### Task prompt
The answer is every line in the data below that contains the word "barrel".

-------- Records for this task

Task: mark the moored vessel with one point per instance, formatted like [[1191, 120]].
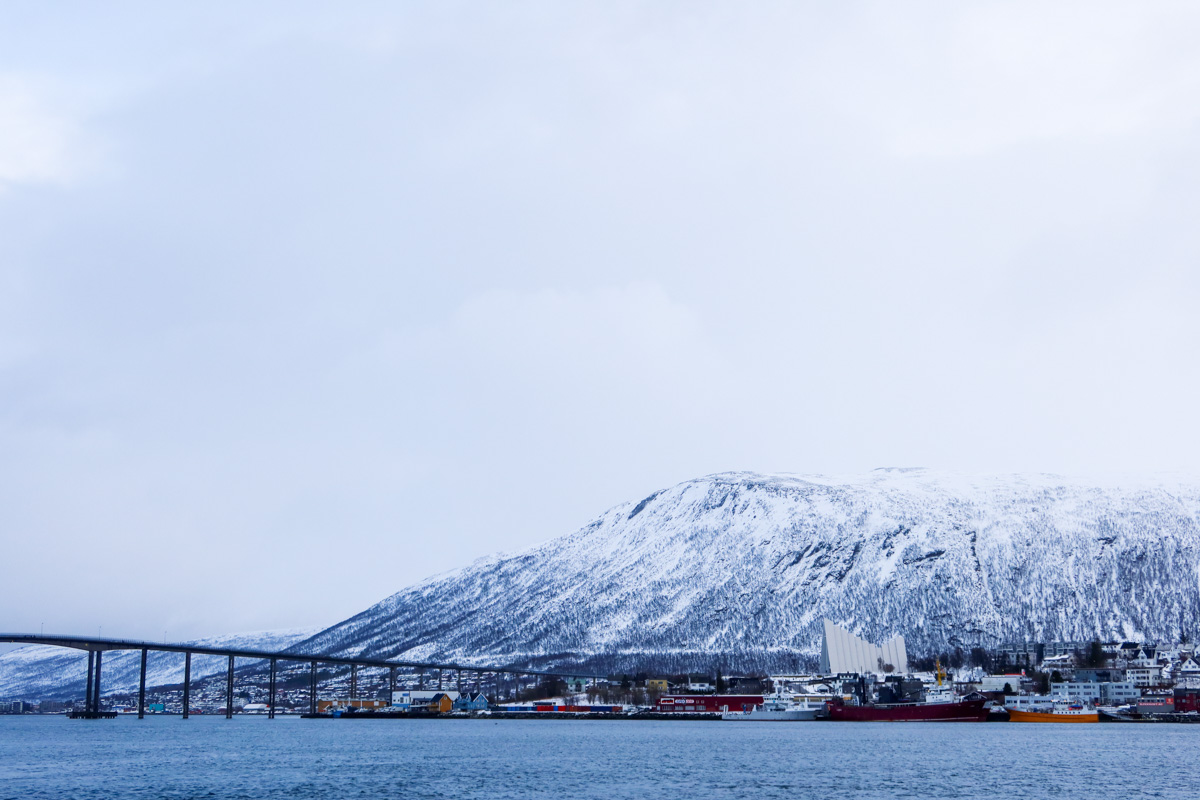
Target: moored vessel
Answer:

----------------
-------- Records for this task

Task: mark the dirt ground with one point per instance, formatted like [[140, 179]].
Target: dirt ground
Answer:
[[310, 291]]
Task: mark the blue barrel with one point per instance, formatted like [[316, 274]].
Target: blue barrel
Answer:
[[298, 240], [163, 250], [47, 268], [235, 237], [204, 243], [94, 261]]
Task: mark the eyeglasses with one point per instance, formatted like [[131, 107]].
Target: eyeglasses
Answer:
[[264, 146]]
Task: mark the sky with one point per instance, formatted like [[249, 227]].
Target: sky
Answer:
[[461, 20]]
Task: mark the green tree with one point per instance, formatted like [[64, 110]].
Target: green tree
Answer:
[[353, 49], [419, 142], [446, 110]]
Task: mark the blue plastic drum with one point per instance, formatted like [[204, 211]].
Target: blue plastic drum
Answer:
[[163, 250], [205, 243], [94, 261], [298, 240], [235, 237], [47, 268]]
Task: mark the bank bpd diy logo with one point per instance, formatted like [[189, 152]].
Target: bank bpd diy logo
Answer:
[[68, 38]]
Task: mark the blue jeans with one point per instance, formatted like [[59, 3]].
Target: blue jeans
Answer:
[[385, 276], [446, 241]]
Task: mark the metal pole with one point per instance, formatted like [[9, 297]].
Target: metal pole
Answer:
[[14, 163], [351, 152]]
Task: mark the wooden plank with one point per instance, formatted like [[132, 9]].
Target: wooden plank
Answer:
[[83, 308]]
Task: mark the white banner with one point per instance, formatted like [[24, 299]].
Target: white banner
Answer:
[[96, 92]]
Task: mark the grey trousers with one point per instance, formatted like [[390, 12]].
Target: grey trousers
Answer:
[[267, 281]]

----------------
-------- Records for this task

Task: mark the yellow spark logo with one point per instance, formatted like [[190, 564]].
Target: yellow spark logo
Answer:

----------------

### Your response
Task: mark the blue barrel with one point per instance, formatted like [[316, 274]].
Target: blue barrel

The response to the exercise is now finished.